(Extracted text)
Note from Deb Brammer: the list of books about Chinese culture that I promised last week will be featured on October 15. Sorry about the confusion.

[Image by Deposit Photos/Mahmud Fajar Rosyadi.]

Giving Your Kids a Positive MK Experience

TRNAR044In past months we’ve talked about giving MK’s an appreciation for their host country (mission field) and their home country (where their parents come from.)  Here are some other things you can do to give them a positive MK experience.

1. Emphasize the positive parts of missionary life.

Face it. Sometimes missionaries feel like a round peg in a square hole. In many mission fields the missionary family may look very different from the nationals and have a very different lifestyle. Differences in language and culture may make it difficult to build really close relationships with nationals. Then they return to their home country and find they don’t fit in real well there either. They have changed. They see things differently than they did before.

But missionary life also has advantages. You may get to travel far more than the average person from your home country. You may get to eat exotic dishes and taste weird fruit that few people in your home country even know exist. How can you capture and emphasize the advantages of your life?
(End Extracted text)
(Data under study)
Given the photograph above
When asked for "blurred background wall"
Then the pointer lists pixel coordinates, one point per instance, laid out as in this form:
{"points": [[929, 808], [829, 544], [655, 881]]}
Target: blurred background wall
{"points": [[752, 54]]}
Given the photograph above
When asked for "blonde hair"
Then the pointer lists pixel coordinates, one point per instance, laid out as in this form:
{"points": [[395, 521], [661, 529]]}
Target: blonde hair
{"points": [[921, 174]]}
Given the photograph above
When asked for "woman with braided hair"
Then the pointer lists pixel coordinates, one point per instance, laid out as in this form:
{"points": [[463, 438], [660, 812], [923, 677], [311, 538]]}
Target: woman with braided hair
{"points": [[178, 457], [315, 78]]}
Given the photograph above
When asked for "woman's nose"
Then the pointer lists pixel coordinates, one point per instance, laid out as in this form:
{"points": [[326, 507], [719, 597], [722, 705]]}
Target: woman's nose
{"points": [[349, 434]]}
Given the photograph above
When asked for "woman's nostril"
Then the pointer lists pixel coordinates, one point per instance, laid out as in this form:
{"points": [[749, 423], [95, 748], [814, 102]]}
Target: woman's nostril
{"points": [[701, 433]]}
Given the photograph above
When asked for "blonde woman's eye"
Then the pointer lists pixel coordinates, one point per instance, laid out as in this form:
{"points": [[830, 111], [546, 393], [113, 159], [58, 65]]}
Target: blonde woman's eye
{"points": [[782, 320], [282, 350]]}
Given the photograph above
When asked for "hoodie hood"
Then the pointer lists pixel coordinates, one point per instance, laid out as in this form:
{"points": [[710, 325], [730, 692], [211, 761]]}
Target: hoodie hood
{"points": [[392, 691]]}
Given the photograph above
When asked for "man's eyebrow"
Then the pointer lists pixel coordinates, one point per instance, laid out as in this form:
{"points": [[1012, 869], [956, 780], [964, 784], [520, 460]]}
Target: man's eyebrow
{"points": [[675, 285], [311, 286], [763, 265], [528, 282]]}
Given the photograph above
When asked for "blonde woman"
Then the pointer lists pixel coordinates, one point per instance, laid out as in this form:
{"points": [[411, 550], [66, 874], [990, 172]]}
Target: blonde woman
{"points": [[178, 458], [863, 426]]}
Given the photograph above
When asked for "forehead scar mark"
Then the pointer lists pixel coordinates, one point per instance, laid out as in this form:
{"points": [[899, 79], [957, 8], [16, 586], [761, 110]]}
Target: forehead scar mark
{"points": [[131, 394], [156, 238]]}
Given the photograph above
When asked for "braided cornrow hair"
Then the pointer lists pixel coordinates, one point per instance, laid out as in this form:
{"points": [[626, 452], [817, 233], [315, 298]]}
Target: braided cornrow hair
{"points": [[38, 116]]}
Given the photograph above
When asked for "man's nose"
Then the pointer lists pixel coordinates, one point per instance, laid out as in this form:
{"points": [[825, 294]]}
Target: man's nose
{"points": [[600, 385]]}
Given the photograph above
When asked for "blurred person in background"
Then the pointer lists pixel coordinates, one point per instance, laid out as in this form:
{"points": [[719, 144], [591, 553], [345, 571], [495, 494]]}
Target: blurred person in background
(End Data under study)
Problem set
1 – Answer these questions about the article on giving missionary kids a positive experience:
(a) On what date will the list of books about Chinese culture be featured?
(b) What does the first numbered point say to emphasize?
(c) What two things does the article say a missionary may get to eat or taste?
2 – Write what comes next in the article on giving missionary kids a positive experience, picking up right after its final sentence.

Outputs for the tasks
1 –
(a) October 15.
(b) The positive parts of missionary life.
(c) Exotic dishes and weird fruit that few people in the home country even know exist.

2 –
When my girls were little I began to realize that, over their growing up years, they would be able to visit some cool places. I made each of my daughters a “Neat Places I Have Been” book. I used about a page for each year, and put a photo of each major places they went. Furlough years took several pages. This was one book that they could take to college or show to their spouses in years to come. It emphasized travel, one of the advantages of being an MK.

You could do the same thing with a shadow box or a collection of some kind. What physical object can you put in their hands that makes them say, “Wow! I’m blessed to be an MK.”

2. When possible, give your kids an enjoyable part in your ministry.

We moved to New Zealand during our daughters’ high school years. Here they were able to have a vital part in our ministry. Lisa was only here for six months, but she immediately stepped into choir and some teaching opportunities. Lori lived here two years. She took over our puppet ministry and kept it going while she was here. Our daughters naturally attracted teens to our ministry. I was so pleased that they could have the chance to really take part in ministry and enjoy it before they left home.

Even small children can help pass out hymnals or greet people and make other kids feel welcome. Kids who play an enjoyable part in their parents’ ministry are less likely to resent being MK’s when they become adults.

Your particular field may present challenges for engaging your children and building memorable times as a family. Pray about it. Work at it. Somewhere in the context of your ministry there will be some fun things that you can do as a family or that your child can participate in individually that will give him great childhood memories and make him glad that he’s an MK.

What activities or ideas have you found in your place of ministry to emphasize the positive aspects of being an MK?

3. Encourage your kids to develop unique skills that are available to them because they are MK’s.

Arrange for ways to learn the language of the host country even if they move overseas at an older age. Give them opportunities to use the language and point out what a valuable skill that is.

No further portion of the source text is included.